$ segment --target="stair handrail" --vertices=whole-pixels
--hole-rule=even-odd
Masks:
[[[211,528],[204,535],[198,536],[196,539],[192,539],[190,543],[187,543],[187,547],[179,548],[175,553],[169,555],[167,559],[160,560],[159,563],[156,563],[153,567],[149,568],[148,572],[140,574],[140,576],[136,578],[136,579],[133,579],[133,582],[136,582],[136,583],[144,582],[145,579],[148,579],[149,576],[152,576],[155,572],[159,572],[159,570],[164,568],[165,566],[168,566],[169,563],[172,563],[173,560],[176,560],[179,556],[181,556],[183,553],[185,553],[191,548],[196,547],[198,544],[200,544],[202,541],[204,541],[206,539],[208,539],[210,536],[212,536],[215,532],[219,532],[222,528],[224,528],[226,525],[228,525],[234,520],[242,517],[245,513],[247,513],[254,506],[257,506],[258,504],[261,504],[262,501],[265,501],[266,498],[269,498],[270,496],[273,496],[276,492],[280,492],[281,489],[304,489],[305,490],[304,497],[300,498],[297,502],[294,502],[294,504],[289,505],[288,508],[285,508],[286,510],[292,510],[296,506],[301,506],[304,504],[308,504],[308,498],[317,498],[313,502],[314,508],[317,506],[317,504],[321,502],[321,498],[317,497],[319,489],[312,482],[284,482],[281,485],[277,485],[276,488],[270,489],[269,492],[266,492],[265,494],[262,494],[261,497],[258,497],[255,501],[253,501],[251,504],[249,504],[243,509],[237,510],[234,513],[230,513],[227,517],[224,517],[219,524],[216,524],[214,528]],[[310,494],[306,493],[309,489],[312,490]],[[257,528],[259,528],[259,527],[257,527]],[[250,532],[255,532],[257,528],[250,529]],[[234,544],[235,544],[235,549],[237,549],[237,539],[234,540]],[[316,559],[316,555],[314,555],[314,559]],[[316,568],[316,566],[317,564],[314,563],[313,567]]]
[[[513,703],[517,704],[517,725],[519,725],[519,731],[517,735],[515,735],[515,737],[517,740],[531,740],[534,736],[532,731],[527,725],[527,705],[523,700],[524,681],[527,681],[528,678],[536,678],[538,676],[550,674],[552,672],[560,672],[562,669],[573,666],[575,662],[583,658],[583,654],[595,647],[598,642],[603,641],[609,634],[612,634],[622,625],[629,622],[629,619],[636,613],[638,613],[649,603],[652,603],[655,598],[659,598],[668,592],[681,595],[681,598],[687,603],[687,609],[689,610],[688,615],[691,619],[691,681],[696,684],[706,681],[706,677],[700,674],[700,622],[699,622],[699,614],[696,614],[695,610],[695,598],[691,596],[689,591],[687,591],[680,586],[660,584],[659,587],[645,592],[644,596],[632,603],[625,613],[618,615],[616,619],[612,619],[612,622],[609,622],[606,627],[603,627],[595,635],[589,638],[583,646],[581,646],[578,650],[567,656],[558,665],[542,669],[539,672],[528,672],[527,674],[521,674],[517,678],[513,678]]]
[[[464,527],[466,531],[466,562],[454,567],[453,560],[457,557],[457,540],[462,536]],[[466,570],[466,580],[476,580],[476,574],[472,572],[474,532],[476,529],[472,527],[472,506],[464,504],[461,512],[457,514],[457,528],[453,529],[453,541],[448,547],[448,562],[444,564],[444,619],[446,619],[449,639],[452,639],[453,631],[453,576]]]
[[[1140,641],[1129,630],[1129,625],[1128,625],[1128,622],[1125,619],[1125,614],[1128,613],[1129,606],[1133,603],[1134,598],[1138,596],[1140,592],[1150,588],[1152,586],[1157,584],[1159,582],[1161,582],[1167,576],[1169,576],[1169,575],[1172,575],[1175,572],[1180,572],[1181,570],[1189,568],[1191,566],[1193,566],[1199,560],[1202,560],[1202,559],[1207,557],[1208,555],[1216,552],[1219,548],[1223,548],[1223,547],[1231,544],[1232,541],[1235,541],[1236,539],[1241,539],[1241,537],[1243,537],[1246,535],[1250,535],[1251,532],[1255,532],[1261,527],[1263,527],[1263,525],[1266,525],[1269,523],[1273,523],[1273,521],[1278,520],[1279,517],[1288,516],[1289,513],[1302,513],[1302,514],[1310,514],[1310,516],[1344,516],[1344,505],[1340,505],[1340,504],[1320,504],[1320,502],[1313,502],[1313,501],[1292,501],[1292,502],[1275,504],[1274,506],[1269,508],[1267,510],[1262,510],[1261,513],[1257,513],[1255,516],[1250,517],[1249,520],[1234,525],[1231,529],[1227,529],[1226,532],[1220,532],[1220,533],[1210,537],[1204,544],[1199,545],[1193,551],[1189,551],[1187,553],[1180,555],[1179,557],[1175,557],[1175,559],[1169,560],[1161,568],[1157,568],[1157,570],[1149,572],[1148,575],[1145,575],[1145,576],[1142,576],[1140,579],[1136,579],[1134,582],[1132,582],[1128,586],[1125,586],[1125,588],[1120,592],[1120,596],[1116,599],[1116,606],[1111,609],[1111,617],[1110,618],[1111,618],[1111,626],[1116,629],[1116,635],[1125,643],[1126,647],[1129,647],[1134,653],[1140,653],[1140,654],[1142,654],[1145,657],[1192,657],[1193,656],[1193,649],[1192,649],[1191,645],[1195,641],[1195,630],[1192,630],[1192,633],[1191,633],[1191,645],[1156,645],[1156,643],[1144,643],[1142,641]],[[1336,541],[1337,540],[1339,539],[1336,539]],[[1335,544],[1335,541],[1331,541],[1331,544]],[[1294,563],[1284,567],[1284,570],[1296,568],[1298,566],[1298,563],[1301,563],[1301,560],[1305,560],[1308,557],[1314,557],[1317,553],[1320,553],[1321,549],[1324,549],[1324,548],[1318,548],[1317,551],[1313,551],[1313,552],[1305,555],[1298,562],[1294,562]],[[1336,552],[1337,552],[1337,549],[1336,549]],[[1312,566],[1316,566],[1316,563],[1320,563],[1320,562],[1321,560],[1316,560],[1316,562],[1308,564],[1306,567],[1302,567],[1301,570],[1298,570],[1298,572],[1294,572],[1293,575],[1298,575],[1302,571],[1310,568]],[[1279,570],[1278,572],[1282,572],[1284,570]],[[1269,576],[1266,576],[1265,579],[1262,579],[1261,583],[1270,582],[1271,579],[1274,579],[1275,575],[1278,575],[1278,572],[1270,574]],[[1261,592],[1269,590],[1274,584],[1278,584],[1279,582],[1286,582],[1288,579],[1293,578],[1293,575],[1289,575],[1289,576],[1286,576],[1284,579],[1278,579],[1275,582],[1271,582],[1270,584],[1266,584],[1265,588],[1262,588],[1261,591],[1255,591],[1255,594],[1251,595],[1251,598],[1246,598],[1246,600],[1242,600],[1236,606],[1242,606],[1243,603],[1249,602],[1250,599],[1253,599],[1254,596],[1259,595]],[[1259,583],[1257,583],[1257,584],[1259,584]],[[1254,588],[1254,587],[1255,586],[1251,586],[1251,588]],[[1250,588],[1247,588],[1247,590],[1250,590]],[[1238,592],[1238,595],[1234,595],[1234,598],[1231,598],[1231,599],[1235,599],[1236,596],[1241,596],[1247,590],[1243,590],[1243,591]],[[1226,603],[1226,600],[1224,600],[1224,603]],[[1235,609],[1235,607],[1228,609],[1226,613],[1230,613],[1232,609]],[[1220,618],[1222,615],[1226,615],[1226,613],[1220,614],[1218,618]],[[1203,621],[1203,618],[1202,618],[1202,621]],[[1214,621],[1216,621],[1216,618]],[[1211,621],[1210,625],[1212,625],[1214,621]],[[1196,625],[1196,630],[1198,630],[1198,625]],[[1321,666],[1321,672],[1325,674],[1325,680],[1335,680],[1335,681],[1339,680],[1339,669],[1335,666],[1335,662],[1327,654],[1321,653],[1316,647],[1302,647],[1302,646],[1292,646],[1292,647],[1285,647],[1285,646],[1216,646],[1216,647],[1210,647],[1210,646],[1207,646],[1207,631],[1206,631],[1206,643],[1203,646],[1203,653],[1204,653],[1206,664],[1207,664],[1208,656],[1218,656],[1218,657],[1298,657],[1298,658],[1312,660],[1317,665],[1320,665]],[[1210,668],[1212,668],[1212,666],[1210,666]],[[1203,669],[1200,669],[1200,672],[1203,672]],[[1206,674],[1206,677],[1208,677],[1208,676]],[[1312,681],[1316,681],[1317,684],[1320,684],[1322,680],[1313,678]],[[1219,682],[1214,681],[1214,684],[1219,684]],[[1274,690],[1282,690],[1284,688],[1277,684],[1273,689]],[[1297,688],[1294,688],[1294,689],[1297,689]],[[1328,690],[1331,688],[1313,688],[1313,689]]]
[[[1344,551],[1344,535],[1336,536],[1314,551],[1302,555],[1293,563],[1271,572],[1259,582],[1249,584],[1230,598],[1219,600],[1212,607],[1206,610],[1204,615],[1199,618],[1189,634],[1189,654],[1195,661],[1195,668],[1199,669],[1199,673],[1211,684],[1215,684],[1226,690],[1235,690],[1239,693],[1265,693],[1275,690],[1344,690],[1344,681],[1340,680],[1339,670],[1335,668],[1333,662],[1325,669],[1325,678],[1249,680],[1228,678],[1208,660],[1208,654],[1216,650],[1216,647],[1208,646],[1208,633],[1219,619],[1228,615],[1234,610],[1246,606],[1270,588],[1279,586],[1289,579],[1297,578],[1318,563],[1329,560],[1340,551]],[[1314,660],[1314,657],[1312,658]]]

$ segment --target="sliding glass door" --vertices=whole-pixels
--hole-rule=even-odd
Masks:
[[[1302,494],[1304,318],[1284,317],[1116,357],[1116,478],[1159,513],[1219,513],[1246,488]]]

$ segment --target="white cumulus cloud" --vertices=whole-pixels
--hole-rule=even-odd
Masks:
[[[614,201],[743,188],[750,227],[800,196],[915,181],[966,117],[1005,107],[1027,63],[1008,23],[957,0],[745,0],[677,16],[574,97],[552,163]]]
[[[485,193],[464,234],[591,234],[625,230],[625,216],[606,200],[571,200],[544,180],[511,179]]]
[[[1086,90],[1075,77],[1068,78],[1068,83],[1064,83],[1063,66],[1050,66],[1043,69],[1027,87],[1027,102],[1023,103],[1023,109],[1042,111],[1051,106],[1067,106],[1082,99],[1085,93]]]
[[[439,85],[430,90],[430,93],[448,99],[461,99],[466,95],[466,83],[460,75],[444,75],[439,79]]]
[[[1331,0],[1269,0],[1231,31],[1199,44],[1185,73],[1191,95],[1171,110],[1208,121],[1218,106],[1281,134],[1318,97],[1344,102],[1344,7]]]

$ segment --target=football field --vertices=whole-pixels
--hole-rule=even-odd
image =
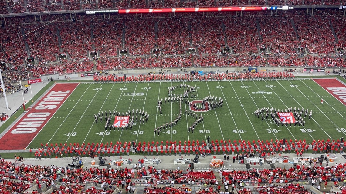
===============
### [Exercise aim]
Please repeat the entries word for word, beginning at the line that contains "--target=football field --vertices=whole-pixels" and stopping after the last line of the entries, and leave the pictures out.

### [Solved problem]
$ segment --target=football field --vertices=whole-pixels
--hole-rule=even-odd
image =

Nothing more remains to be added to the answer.